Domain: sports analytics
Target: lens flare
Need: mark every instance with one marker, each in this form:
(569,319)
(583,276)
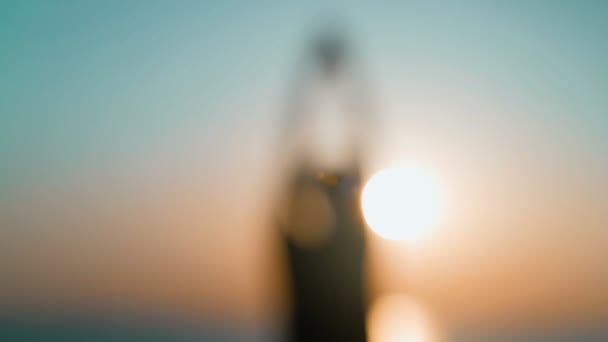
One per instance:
(402,203)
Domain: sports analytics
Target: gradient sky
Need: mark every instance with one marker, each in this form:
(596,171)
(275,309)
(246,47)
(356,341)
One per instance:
(146,123)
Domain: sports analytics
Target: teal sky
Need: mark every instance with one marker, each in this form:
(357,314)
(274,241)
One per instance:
(137,127)
(85,80)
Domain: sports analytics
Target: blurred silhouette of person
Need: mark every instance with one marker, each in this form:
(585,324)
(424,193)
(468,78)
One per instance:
(321,223)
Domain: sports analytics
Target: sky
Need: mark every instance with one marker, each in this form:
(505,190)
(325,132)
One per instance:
(137,137)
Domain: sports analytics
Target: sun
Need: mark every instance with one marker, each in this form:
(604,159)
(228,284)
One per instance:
(402,203)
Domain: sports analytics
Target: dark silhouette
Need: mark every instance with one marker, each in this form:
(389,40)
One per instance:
(322,225)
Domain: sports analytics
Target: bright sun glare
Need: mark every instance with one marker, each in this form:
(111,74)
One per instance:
(402,203)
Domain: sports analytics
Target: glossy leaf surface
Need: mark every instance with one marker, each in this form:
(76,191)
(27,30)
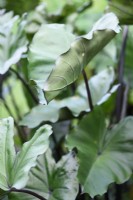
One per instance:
(104,155)
(52,180)
(100,90)
(13,42)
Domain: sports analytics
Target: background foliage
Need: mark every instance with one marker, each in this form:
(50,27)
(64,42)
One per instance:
(66,100)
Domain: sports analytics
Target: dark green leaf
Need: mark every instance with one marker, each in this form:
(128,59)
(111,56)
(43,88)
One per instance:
(70,64)
(105,156)
(13,42)
(100,90)
(26,158)
(55,181)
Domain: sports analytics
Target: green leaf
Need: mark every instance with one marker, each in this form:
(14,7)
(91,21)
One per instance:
(7,151)
(26,158)
(13,42)
(105,156)
(123,9)
(48,43)
(14,168)
(70,64)
(100,91)
(55,181)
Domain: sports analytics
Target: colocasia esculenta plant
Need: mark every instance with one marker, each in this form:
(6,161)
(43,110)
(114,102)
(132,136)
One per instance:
(66,100)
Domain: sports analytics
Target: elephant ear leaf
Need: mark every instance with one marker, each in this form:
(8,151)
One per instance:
(123,9)
(104,155)
(26,158)
(70,64)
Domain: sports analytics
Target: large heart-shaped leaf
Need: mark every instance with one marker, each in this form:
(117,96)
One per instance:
(105,156)
(53,180)
(123,9)
(14,168)
(72,61)
(48,43)
(13,42)
(100,90)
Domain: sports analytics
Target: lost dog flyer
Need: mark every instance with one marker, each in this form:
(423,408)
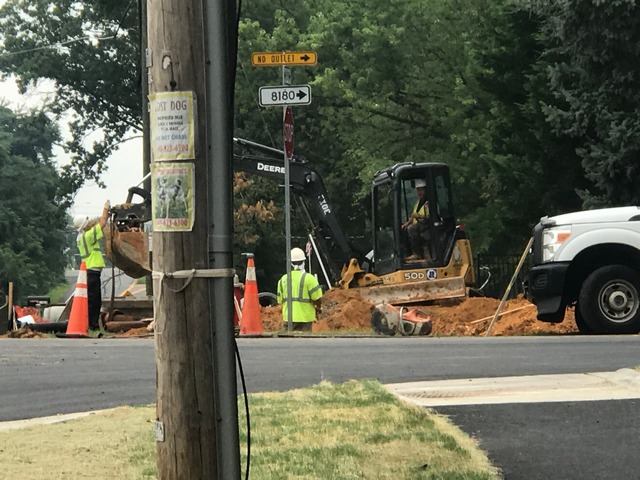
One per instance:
(172,126)
(172,196)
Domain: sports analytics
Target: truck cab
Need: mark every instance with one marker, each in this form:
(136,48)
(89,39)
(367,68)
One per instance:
(589,260)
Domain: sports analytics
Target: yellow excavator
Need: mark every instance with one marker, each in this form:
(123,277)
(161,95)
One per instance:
(385,275)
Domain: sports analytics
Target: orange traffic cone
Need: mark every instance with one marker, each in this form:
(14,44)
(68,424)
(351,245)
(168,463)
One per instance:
(251,323)
(78,326)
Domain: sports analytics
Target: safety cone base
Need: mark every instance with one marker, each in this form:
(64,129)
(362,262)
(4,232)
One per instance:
(251,321)
(71,335)
(78,325)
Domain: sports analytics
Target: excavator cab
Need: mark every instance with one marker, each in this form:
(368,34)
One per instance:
(394,197)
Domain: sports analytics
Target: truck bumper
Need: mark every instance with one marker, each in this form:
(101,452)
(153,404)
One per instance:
(545,289)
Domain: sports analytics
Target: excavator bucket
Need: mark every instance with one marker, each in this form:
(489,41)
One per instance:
(387,319)
(128,250)
(416,292)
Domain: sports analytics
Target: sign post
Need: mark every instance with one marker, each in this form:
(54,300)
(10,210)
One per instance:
(287,129)
(285,96)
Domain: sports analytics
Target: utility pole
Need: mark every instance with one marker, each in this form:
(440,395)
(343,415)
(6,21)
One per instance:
(191,143)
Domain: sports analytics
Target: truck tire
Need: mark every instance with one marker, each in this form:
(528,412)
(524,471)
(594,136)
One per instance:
(609,300)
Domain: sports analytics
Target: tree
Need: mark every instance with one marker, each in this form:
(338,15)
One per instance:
(32,218)
(81,48)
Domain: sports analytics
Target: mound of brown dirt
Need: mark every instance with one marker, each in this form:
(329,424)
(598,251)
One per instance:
(347,310)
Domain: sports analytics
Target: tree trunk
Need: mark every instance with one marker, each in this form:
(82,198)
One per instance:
(185,432)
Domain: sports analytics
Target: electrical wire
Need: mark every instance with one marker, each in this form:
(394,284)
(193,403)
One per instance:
(73,40)
(234,54)
(246,408)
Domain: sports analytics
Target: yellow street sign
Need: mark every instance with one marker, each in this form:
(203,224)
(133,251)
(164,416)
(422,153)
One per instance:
(274,59)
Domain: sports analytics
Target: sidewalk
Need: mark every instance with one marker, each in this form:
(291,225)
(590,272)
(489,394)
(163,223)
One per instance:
(621,384)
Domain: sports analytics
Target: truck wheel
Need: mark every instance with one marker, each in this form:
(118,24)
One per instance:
(610,301)
(583,328)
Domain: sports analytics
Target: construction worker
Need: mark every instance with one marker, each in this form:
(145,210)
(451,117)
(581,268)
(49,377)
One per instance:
(417,227)
(89,234)
(305,294)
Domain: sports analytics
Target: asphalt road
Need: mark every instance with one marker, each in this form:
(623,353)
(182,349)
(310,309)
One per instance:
(528,441)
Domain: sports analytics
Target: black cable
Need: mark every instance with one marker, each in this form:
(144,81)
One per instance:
(234,54)
(246,408)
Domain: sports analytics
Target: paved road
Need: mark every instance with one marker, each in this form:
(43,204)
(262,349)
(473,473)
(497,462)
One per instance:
(528,441)
(121,283)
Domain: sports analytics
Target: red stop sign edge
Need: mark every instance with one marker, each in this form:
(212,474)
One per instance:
(287,130)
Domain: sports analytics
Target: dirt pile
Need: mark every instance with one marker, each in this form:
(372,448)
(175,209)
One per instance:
(346,310)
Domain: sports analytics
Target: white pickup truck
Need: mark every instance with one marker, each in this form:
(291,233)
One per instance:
(590,260)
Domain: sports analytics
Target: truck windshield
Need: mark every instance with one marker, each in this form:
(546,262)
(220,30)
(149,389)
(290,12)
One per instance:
(384,224)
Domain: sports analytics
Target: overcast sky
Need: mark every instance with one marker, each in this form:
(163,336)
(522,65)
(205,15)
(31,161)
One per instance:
(124,166)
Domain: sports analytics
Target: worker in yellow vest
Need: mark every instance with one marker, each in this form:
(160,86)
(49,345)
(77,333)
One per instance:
(305,294)
(417,227)
(89,234)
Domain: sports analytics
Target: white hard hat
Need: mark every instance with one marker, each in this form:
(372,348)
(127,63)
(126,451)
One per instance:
(297,255)
(79,221)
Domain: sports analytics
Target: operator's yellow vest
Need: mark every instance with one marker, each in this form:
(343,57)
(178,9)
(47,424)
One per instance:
(89,248)
(304,291)
(423,210)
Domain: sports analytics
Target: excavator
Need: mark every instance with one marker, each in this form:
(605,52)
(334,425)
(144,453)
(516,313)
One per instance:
(384,275)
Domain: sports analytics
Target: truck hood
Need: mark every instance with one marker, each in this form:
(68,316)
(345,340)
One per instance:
(608,215)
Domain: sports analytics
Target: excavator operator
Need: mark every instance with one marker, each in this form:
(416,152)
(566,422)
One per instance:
(417,227)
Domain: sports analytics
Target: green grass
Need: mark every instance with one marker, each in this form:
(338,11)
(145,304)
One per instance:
(355,430)
(56,293)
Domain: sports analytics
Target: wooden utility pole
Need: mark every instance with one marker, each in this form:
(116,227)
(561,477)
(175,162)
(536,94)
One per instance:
(197,425)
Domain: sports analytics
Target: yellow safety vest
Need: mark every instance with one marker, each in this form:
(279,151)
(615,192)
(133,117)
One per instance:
(304,291)
(89,248)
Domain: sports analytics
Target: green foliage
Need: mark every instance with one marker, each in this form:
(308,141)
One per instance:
(530,102)
(32,220)
(594,78)
(82,48)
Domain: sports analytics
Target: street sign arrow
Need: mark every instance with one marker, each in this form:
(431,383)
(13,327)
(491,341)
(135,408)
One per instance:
(285,95)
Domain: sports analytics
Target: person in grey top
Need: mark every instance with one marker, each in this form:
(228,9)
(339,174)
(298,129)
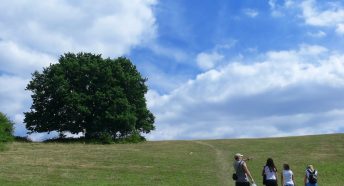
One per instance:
(242,171)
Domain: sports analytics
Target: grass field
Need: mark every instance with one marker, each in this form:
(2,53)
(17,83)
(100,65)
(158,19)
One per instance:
(203,162)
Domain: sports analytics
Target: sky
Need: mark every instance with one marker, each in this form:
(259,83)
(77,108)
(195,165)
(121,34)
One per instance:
(216,68)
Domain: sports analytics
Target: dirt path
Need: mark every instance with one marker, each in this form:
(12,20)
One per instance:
(224,167)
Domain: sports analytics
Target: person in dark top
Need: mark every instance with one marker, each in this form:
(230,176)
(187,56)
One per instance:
(243,174)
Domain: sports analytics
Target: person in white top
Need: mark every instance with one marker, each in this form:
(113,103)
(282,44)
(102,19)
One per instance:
(287,176)
(311,176)
(270,172)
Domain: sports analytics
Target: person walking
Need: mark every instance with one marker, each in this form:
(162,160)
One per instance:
(241,171)
(270,173)
(311,176)
(287,176)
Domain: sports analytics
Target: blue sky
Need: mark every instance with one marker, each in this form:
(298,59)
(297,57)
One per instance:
(215,69)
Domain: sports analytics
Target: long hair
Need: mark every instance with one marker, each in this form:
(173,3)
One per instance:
(271,165)
(286,166)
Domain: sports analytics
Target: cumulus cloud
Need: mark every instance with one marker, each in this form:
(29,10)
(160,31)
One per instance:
(293,92)
(333,16)
(319,34)
(251,12)
(111,28)
(208,60)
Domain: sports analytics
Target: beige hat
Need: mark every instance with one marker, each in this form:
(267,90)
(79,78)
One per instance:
(237,155)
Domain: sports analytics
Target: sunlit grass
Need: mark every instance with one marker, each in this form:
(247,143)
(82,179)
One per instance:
(205,162)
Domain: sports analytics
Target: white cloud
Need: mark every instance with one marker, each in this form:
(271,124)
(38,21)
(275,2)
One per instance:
(208,60)
(319,34)
(292,92)
(333,16)
(55,27)
(251,12)
(340,29)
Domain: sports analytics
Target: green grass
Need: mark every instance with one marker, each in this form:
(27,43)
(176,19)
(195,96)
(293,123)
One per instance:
(206,162)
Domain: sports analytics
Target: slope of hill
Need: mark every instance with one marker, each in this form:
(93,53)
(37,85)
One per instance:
(200,162)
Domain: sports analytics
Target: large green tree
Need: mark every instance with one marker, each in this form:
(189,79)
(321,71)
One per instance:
(85,93)
(6,128)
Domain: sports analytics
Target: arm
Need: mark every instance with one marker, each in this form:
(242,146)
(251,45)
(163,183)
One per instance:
(282,178)
(247,172)
(292,177)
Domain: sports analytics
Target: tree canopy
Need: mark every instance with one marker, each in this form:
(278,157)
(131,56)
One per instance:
(85,93)
(6,128)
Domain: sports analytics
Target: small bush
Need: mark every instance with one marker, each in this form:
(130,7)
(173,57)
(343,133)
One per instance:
(6,128)
(132,138)
(105,138)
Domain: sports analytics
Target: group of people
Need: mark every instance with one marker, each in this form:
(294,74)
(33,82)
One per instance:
(242,174)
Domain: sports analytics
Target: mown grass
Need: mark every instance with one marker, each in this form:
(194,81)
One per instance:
(167,162)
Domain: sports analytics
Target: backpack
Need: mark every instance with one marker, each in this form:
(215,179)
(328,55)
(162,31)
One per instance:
(312,178)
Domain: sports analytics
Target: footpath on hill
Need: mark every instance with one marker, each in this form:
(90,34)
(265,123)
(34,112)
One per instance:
(223,165)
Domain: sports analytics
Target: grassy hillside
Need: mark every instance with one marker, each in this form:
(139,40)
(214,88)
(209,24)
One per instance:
(205,162)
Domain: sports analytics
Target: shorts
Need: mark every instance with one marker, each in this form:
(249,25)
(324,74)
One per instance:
(271,183)
(242,184)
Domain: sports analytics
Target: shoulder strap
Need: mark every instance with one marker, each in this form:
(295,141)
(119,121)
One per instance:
(236,170)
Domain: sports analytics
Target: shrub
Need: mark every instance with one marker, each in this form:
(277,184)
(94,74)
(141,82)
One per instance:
(6,128)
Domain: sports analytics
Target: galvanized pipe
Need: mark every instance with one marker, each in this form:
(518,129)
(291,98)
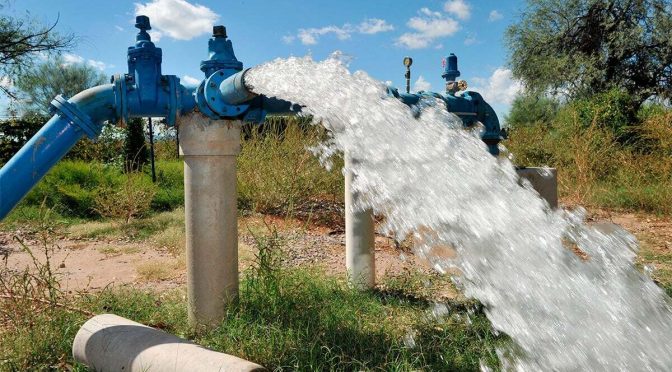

────────────────────────────────────────

Please show every line of the records that contains the word "person", copying each line in full. Case counts.

Target: blurred silhouette of person
Target: person in grey top
Target: person in dark top
Target: person in white top
Target: person walking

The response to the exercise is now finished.